■ BRIEF:
Rewrite the passage on the Treasury bailout from "In the rest" up to and including "a set price.", replacing "weekend" with "holiday".

■ DOCUMENT SECTION:
Begin
What a difference a day makes. That’s how long it took for Hank Paulson to go from limiting the Treasury’s mortgage bailout to "financial institutions with headquarters in the United States," to extending his powerful hand to international banks.
"If a financial institution has business operations in the United States, hires people in the United States, if they are clogged with illiquid assets, they have the same impact on the American people as any other institution," Treasury Secretary Paulson told George Stephanopolous Sunday morning, on his ABC news magazine "This Week."
That’s a major pitch shift from 1:30 a.m. Saturday, when Paulson sent his original proposal to legislators and stipulated that global giants like UBS and Deutsche Bank wouldn’t get the same assistance as American banks.
Two days later, the $700 billion (at least) plan is being wrestled over on Capitol Hill, and we can expect plenty more key changes to the songsheet before we get enough of a chorus to make it official. There’s a House Financial Services hearing scheduled for Wednesday, a tentative Senate deadline of Friday for passage back to the President, and plenty of hot air we’ll hear in the meantime.
In the rest of the world’s top economies, caution is the word.
International Banks Hold Tight
Looking across the world, the 24-hour trading day means no one gets a breather, and the fact that Washington keeps making its biggest moves over the weekend doesn’t help.
Now, I would normally take Paulson’s shift as bullish news for international banks, because extension of American help could restore liquidity in places like Latin America, Eastern Europe and developing Asia where intrinsic economic momentum has been driving profits in global players BBVA (NYSE:BBV) and HSBC (NYSE:HBC). But the sad fact is that the bad debt hasn’t settled, and the assets the Treasury is supposed to be buying still don’t have a set price.
End
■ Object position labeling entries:
Begin
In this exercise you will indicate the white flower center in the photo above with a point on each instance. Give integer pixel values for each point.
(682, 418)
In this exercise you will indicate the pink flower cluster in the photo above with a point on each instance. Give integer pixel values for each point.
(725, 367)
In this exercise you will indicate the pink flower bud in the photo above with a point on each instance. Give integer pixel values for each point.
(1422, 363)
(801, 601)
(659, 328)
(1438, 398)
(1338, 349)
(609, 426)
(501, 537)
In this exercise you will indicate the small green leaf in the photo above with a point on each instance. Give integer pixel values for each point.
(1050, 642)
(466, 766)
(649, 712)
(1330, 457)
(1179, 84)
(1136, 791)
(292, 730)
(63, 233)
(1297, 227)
End
■ OUTPUT OF THE EXERCISE:
In the rest of the world’s top economies, caution is the word.
International Banks Hold Tight
Looking across the world, the 24-hour trading day means no one gets a breather, and the fact that Washington keeps making its biggest moves over the holiday doesn’t help.
Now, I would normally take Paulson’s shift as bullish news for international banks, because extension of American help could restore liquidity in places like Latin America, Eastern Europe and developing Asia where intrinsic economic momentum has been driving profits in global players BBVA (NYSE:BBV) and HSBC (NYSE:HBC). But the sad fact is that the bad debt hasn’t settled, and the assets the Treasury is supposed to be buying still don’t have a set price.